Reproduce every line of the items below word for word, leaving the pictures out of your answer.

Data drawn from a collection:
-- START --

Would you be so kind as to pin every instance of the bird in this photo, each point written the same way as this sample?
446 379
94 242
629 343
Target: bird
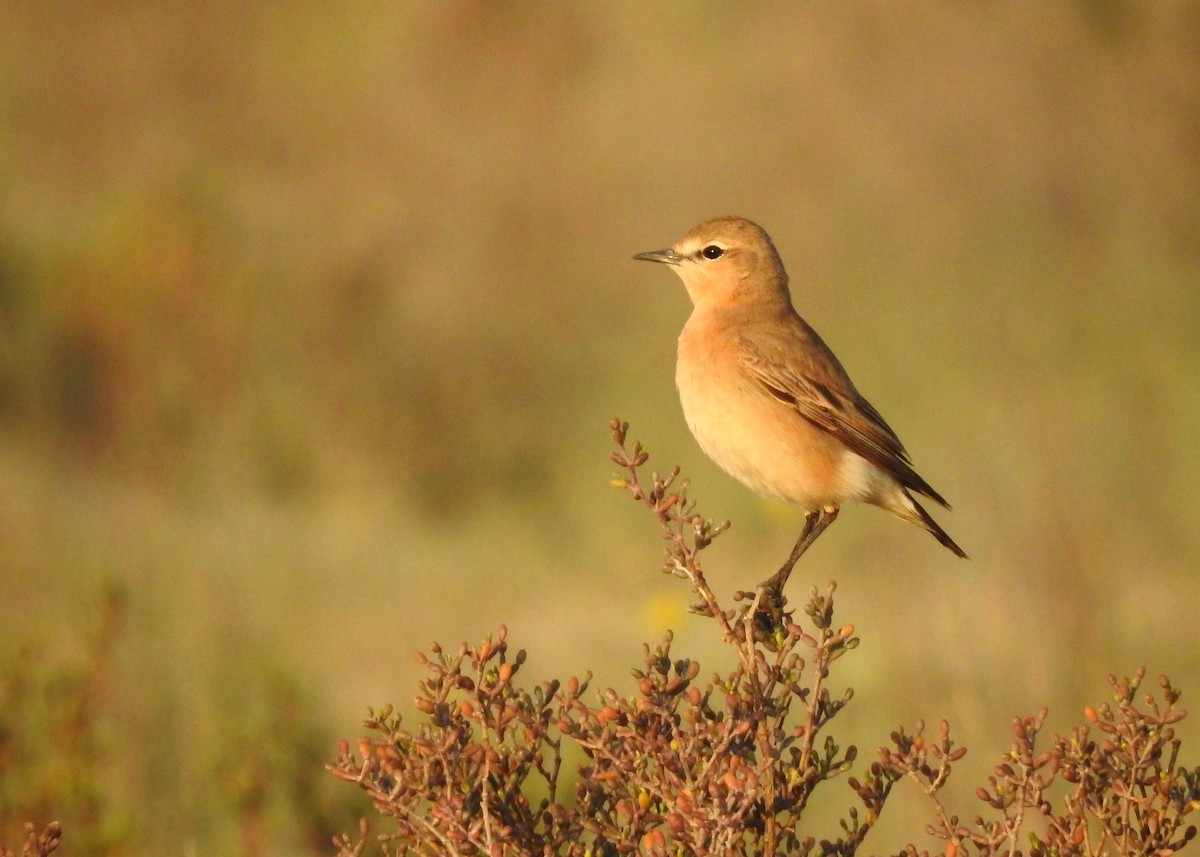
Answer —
768 401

-- END --

§ Finished exercise:
Would you be so kind as to pin every instance of the bird in this photo, each point written the same way as this sample?
446 379
94 242
629 343
Target: bird
Answer —
768 401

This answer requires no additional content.